Required work
Please filter the material below and copy each line that contains the string "window".

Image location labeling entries
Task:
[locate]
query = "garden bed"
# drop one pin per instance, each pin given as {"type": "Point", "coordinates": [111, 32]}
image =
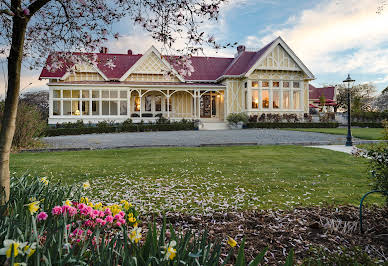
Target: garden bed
{"type": "Point", "coordinates": [302, 229]}
{"type": "Point", "coordinates": [140, 127]}
{"type": "Point", "coordinates": [291, 125]}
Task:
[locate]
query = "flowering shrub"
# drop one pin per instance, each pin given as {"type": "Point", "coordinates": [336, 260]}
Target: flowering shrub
{"type": "Point", "coordinates": [50, 224]}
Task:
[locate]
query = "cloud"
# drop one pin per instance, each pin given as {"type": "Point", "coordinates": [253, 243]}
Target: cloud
{"type": "Point", "coordinates": [335, 36]}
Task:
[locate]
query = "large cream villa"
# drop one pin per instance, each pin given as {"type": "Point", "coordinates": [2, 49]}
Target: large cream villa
{"type": "Point", "coordinates": [270, 80]}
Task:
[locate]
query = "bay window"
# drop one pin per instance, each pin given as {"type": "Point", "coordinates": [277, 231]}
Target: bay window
{"type": "Point", "coordinates": [255, 99]}
{"type": "Point", "coordinates": [265, 98]}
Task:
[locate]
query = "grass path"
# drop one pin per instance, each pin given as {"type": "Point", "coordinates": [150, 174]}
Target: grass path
{"type": "Point", "coordinates": [208, 179]}
{"type": "Point", "coordinates": [361, 133]}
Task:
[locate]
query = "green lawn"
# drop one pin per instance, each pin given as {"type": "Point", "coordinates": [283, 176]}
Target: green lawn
{"type": "Point", "coordinates": [206, 179]}
{"type": "Point", "coordinates": [361, 133]}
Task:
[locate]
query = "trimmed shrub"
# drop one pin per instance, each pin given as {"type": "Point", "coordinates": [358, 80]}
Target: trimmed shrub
{"type": "Point", "coordinates": [378, 166]}
{"type": "Point", "coordinates": [365, 124]}
{"type": "Point", "coordinates": [290, 118]}
{"type": "Point", "coordinates": [29, 125]}
{"type": "Point", "coordinates": [235, 118]}
{"type": "Point", "coordinates": [292, 125]}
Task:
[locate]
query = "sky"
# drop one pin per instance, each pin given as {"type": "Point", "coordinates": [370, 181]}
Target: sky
{"type": "Point", "coordinates": [332, 37]}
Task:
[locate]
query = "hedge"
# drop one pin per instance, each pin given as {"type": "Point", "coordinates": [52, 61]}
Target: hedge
{"type": "Point", "coordinates": [50, 132]}
{"type": "Point", "coordinates": [365, 124]}
{"type": "Point", "coordinates": [292, 125]}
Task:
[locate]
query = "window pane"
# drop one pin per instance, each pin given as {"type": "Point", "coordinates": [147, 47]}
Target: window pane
{"type": "Point", "coordinates": [75, 94]}
{"type": "Point", "coordinates": [57, 94]}
{"type": "Point", "coordinates": [123, 107]}
{"type": "Point", "coordinates": [286, 99]}
{"type": "Point", "coordinates": [75, 108]}
{"type": "Point", "coordinates": [265, 98]}
{"type": "Point", "coordinates": [169, 105]}
{"type": "Point", "coordinates": [113, 107]}
{"type": "Point", "coordinates": [95, 94]}
{"type": "Point", "coordinates": [56, 107]}
{"type": "Point", "coordinates": [158, 103]}
{"type": "Point", "coordinates": [104, 94]}
{"type": "Point", "coordinates": [105, 108]}
{"type": "Point", "coordinates": [85, 107]}
{"type": "Point", "coordinates": [137, 104]}
{"type": "Point", "coordinates": [66, 94]}
{"type": "Point", "coordinates": [113, 94]}
{"type": "Point", "coordinates": [148, 103]}
{"type": "Point", "coordinates": [85, 93]}
{"type": "Point", "coordinates": [276, 99]}
{"type": "Point", "coordinates": [95, 108]}
{"type": "Point", "coordinates": [66, 107]}
{"type": "Point", "coordinates": [296, 99]}
{"type": "Point", "coordinates": [255, 99]}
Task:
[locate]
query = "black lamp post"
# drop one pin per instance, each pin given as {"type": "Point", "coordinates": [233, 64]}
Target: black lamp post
{"type": "Point", "coordinates": [350, 82]}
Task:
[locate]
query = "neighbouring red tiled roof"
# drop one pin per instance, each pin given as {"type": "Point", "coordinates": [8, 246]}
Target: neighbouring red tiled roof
{"type": "Point", "coordinates": [315, 93]}
{"type": "Point", "coordinates": [189, 84]}
{"type": "Point", "coordinates": [205, 68]}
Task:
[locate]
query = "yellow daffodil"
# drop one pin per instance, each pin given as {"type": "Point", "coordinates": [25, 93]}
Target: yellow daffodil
{"type": "Point", "coordinates": [33, 207]}
{"type": "Point", "coordinates": [169, 251]}
{"type": "Point", "coordinates": [12, 246]}
{"type": "Point", "coordinates": [30, 250]}
{"type": "Point", "coordinates": [135, 234]}
{"type": "Point", "coordinates": [84, 200]}
{"type": "Point", "coordinates": [232, 242]}
{"type": "Point", "coordinates": [98, 206]}
{"type": "Point", "coordinates": [86, 185]}
{"type": "Point", "coordinates": [44, 180]}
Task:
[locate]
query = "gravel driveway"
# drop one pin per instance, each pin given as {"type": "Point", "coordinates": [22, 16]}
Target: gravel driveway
{"type": "Point", "coordinates": [192, 138]}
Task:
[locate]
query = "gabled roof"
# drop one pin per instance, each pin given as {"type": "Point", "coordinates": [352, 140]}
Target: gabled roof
{"type": "Point", "coordinates": [245, 60]}
{"type": "Point", "coordinates": [208, 69]}
{"type": "Point", "coordinates": [315, 93]}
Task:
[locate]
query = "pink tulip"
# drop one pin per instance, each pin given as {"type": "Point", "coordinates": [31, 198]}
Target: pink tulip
{"type": "Point", "coordinates": [42, 216]}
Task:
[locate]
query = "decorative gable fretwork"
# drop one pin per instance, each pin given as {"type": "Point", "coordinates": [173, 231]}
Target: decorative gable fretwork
{"type": "Point", "coordinates": [278, 59]}
{"type": "Point", "coordinates": [152, 77]}
{"type": "Point", "coordinates": [151, 65]}
{"type": "Point", "coordinates": [84, 76]}
{"type": "Point", "coordinates": [84, 68]}
{"type": "Point", "coordinates": [277, 75]}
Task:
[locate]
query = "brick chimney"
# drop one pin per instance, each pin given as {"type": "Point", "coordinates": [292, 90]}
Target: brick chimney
{"type": "Point", "coordinates": [240, 48]}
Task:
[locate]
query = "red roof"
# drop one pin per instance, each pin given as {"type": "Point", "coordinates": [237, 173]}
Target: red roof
{"type": "Point", "coordinates": [205, 68]}
{"type": "Point", "coordinates": [328, 92]}
{"type": "Point", "coordinates": [153, 83]}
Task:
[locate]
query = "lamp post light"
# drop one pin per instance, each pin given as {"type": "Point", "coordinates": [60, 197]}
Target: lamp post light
{"type": "Point", "coordinates": [349, 81]}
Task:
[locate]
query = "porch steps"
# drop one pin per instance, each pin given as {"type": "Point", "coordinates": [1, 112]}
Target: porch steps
{"type": "Point", "coordinates": [213, 126]}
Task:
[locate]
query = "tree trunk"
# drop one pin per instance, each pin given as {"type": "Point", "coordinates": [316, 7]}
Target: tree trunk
{"type": "Point", "coordinates": [8, 122]}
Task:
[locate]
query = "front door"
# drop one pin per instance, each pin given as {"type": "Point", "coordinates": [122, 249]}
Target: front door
{"type": "Point", "coordinates": [206, 106]}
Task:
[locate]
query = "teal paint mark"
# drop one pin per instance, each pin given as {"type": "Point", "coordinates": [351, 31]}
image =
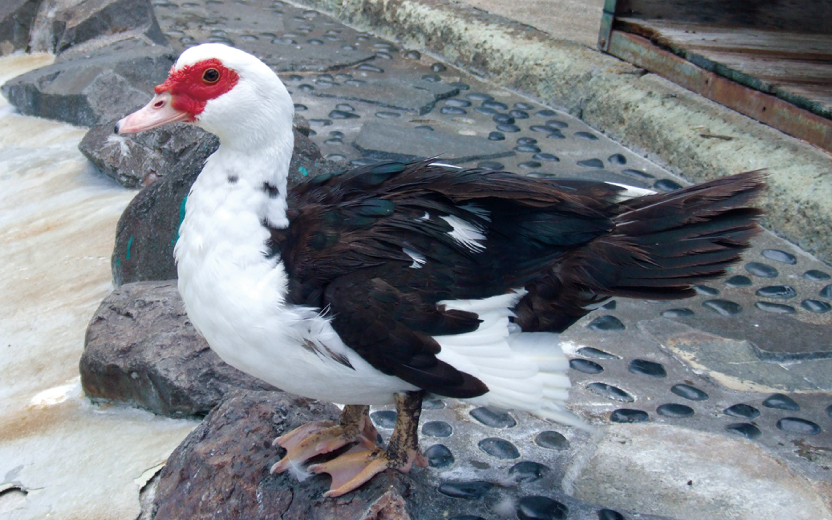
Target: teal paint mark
{"type": "Point", "coordinates": [181, 218]}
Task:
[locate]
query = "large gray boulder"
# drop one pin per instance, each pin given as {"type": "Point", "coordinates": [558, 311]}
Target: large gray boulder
{"type": "Point", "coordinates": [141, 350]}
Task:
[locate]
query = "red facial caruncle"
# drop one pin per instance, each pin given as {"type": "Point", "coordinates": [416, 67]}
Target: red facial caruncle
{"type": "Point", "coordinates": [192, 86]}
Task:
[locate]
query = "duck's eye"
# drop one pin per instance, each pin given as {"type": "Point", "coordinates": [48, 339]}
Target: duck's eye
{"type": "Point", "coordinates": [211, 76]}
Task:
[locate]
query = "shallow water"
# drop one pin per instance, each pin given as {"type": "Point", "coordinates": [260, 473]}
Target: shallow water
{"type": "Point", "coordinates": [60, 455]}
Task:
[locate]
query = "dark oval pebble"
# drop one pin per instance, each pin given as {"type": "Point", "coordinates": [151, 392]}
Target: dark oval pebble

Answer in full
query = "bay window"
Target: bay window
query = "window pane"
Target: window pane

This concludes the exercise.